WRITTEN PROBLEM: Can you reproduce every entry below word for word, keeping each line unchanged?

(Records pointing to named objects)
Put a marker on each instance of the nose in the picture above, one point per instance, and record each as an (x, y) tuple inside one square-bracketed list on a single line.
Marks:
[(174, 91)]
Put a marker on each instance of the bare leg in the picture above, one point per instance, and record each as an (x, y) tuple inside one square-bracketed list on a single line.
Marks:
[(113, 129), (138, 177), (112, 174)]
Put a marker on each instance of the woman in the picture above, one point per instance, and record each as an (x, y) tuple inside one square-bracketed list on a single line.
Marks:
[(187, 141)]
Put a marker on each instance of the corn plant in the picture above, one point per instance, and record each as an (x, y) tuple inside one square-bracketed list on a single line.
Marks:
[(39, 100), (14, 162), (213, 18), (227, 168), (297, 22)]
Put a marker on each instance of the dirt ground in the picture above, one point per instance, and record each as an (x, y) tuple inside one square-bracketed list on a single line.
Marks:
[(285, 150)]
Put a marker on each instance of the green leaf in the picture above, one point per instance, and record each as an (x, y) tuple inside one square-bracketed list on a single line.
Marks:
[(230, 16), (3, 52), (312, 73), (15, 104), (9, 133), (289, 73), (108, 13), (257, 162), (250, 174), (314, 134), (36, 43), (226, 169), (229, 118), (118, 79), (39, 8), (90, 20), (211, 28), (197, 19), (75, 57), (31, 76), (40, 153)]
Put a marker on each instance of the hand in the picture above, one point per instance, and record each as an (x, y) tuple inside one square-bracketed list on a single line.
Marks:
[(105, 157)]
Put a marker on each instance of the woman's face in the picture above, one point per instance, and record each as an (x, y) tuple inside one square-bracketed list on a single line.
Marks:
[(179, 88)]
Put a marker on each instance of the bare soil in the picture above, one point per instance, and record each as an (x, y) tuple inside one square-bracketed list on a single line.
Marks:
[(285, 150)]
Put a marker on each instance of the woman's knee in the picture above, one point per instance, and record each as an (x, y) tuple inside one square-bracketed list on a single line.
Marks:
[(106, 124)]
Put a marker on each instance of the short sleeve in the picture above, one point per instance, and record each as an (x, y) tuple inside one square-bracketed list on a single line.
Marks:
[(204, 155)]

TASK OUTPUT:
Put a marker on each instance of the nose in the picture above, one point per instance, and record each as an (x, y) tuple inside one square-bracketed list on a single line.
Marks:
[(174, 91)]
Put a marker on each instance of the bare leg in the picture above, one point per instance, and record each as an (x, y) tuple inside one square-bracketed list on a single line.
Marks:
[(113, 129), (138, 177), (112, 174)]
Put a marker on each instance of the woman in the picture above, one point per instance, and record each as an (x, y) tuple inside one square-bracketed list on a single line.
Marks:
[(187, 141)]
Put a marker on each instance of the corn plant in the picture above, one point per instance, and record each as an (x, y) tuple inside one square-bracketed list on a single line.
Marks:
[(39, 100), (14, 162), (213, 18), (227, 168), (297, 22)]
Put a marker on each instance of the dirt ground in the picture above, one point per instance, and record each as an (x, y) tuple inside one square-bracketed list on a single line.
Marks:
[(285, 150)]
Put a marker on each instance of the green leaf in the picture above, one point per instance, and record each as an (x, y) tuple inside one square-bracketed list on a single line.
Marks:
[(230, 16), (3, 52), (312, 73), (15, 104), (9, 133), (289, 73), (108, 13), (257, 162), (250, 174), (314, 134), (36, 43), (226, 169), (229, 118), (118, 79), (39, 8), (90, 20), (211, 28), (197, 19), (75, 57), (31, 76), (40, 153)]
Put a marker on each instance of the hand in the picture above, one point per instance, and record each as an (x, y) tuple inside one square-bracketed list on a single line.
Marks:
[(105, 157)]
Put a marker on each instance of the woman's face in the picture above, one point per instance, and record each as an (x, y) tuple inside one square-bracketed list on a single line.
Marks:
[(179, 88)]
Put a marker on each instance of the bare soil in the picture above, one point per instance, and record each as an (x, y) tuple inside one square-bracketed list on a single line.
Marks:
[(285, 150)]
Put a marker on each instance of the woman's knee in the picture above, one point per instance, and record each as an (x, y) tuple inside one square-bracketed list on a single line.
Marks:
[(106, 124)]
Put a marker on each instance of the short sleeve in the picture above, one point per instance, and record each as an (x, y) tuple inside one square-bracketed list on a single line.
Marks:
[(204, 155)]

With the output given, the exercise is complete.